## PROBLEM
Every line in the records below that holds the word "panel" is to be copied.

## RECORDS PROVIDED
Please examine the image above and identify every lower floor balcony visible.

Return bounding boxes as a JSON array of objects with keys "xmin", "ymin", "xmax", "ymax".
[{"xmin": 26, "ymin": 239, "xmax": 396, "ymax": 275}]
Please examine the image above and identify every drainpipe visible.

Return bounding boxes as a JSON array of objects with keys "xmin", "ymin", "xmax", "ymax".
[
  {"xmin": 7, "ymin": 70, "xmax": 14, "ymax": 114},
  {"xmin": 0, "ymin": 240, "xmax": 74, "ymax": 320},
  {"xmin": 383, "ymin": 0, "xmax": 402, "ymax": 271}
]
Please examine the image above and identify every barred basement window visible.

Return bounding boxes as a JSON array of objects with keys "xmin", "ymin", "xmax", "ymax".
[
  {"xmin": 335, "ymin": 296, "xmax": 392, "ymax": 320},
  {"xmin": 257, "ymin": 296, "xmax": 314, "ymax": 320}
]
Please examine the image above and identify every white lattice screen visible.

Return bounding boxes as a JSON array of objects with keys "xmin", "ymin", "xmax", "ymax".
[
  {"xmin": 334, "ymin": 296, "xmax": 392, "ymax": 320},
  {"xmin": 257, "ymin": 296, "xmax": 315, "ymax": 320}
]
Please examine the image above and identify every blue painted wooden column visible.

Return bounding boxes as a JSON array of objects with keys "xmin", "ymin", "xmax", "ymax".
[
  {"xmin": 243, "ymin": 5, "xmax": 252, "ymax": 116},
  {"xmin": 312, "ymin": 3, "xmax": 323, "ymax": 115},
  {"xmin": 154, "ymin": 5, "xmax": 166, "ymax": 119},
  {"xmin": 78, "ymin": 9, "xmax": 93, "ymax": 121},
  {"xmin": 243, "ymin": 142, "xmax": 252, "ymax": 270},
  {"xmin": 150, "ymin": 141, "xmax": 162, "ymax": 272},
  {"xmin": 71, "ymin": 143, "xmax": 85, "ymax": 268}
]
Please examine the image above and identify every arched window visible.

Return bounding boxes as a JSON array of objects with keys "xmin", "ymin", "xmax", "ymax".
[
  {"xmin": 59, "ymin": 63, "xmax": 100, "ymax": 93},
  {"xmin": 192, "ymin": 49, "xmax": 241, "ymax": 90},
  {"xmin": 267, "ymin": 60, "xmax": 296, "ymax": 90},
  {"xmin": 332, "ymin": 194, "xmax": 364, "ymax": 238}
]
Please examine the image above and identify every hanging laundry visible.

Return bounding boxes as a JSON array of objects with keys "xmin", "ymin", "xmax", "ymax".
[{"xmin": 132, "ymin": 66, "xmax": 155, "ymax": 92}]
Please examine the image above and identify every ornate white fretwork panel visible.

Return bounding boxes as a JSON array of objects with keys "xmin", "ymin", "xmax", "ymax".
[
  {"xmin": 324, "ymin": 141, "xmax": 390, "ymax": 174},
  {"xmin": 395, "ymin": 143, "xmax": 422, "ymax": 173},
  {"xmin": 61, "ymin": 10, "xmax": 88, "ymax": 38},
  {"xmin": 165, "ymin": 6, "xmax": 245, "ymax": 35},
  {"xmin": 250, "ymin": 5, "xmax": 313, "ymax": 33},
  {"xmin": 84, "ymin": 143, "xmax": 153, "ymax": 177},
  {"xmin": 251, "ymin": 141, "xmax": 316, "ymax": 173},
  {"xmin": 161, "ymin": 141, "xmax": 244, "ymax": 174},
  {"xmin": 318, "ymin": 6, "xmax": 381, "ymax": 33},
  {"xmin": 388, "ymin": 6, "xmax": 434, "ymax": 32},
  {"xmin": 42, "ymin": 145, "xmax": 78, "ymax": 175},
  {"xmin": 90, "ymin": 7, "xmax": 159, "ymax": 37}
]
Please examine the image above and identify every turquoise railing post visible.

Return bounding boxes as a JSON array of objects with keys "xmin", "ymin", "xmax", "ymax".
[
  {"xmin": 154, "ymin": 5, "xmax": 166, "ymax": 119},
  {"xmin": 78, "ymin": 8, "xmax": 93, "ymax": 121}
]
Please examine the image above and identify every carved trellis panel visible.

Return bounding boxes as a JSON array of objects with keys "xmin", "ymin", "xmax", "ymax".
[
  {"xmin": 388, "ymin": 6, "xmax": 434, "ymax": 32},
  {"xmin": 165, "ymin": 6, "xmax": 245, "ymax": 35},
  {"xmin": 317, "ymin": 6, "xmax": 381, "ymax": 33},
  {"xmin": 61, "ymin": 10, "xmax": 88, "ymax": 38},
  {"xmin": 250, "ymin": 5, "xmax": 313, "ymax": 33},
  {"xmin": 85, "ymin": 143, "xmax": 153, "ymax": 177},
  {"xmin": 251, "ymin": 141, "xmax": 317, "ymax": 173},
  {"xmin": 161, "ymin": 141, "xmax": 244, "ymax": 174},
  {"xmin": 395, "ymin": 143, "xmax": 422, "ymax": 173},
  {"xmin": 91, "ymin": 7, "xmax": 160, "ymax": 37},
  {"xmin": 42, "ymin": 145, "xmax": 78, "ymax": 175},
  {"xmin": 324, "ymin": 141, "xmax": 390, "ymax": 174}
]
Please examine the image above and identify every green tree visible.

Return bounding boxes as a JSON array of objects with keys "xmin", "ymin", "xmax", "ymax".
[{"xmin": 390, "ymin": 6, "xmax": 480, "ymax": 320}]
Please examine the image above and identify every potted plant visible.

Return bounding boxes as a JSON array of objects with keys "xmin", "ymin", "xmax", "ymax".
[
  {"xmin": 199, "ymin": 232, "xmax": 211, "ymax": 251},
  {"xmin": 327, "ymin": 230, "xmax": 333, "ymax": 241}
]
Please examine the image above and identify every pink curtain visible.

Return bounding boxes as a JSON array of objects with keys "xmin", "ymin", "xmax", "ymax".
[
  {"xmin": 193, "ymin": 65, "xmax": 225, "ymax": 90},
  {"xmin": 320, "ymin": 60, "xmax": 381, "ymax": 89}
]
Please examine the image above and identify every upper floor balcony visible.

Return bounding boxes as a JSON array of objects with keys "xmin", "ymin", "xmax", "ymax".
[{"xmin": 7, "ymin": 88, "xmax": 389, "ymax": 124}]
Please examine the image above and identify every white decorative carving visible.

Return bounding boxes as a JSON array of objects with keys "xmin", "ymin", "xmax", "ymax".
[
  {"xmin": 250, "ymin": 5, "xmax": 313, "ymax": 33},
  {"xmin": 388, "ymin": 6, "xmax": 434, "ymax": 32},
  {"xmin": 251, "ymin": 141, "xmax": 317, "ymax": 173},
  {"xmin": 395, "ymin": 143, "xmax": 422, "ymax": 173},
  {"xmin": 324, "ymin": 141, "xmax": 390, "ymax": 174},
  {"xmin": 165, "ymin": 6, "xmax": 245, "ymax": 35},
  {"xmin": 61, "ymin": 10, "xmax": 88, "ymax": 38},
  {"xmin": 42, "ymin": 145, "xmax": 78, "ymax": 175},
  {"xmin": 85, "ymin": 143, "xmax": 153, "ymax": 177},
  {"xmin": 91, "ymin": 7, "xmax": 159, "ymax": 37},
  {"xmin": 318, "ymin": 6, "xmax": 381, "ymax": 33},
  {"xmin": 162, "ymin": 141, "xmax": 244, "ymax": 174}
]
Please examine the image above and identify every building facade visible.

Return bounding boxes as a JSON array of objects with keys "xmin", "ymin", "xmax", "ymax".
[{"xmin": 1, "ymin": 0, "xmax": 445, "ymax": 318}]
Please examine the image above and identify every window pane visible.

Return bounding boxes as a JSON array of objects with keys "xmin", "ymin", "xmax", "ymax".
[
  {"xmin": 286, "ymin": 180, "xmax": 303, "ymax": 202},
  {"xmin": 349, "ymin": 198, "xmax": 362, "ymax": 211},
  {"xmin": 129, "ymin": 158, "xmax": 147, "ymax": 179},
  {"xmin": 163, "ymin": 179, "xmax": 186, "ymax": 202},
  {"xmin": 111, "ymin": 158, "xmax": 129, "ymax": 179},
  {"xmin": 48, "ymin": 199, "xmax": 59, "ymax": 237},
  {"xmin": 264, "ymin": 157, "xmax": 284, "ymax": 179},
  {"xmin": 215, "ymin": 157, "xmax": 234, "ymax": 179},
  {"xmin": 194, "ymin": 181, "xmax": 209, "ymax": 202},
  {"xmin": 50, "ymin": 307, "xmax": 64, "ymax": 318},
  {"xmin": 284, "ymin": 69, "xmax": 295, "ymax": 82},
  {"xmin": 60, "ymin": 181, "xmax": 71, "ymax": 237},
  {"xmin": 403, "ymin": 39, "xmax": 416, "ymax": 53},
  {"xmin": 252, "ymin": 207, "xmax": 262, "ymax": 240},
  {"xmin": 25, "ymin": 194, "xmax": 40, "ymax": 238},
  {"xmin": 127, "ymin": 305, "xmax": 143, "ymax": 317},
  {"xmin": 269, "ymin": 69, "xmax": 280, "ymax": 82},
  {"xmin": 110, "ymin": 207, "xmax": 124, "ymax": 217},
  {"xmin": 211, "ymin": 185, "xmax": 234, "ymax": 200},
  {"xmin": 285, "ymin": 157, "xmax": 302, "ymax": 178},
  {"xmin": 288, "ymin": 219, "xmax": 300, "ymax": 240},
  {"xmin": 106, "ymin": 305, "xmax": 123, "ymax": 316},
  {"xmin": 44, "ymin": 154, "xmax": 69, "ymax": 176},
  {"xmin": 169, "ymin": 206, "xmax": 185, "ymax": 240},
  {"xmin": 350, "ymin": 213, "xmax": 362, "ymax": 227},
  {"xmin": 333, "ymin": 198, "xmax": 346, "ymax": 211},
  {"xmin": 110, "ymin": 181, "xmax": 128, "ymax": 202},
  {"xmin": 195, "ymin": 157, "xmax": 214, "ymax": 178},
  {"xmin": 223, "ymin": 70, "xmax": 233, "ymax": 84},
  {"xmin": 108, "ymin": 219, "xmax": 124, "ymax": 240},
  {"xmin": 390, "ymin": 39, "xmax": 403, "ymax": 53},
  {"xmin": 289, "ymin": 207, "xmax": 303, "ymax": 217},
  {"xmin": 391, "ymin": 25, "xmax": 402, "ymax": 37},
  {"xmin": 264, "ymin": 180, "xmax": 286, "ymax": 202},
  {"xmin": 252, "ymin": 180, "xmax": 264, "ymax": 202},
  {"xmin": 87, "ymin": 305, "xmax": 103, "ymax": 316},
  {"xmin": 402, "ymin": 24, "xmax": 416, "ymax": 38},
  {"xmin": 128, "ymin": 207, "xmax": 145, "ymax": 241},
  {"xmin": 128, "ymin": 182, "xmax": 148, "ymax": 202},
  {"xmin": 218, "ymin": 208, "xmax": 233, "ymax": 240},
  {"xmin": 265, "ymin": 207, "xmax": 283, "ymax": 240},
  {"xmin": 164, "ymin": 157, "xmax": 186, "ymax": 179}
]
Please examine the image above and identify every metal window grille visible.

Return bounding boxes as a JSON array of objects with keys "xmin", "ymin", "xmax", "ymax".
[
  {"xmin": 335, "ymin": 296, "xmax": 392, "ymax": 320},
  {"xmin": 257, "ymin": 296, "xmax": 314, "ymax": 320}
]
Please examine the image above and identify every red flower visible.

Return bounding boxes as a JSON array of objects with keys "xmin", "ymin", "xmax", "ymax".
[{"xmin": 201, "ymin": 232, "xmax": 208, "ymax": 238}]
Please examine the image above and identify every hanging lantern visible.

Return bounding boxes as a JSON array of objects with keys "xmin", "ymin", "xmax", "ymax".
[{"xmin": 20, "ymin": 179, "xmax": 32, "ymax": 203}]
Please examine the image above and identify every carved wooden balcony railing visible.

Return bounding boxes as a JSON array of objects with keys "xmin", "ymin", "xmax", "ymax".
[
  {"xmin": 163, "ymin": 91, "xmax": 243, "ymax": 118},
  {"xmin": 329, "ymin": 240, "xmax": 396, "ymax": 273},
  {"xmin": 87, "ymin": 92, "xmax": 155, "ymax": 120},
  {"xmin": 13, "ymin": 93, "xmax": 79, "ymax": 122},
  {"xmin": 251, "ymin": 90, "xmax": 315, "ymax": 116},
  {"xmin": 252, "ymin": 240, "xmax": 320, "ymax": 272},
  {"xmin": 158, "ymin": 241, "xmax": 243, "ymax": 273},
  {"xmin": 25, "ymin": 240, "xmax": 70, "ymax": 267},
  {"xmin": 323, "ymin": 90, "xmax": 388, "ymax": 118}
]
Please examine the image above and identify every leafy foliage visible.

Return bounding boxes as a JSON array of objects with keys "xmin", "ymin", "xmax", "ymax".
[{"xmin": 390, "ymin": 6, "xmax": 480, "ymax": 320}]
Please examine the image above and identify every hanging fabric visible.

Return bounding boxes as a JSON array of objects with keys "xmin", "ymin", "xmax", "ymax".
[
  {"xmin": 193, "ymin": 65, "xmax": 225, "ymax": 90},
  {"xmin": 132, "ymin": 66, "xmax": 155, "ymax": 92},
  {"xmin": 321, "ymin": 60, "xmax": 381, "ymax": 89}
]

## ANSWER TO THIS PROBLEM
Please examine the image above and identify every ornate white fretwork panel visible.
Please examine the image above and identify every carved trellis panel visible.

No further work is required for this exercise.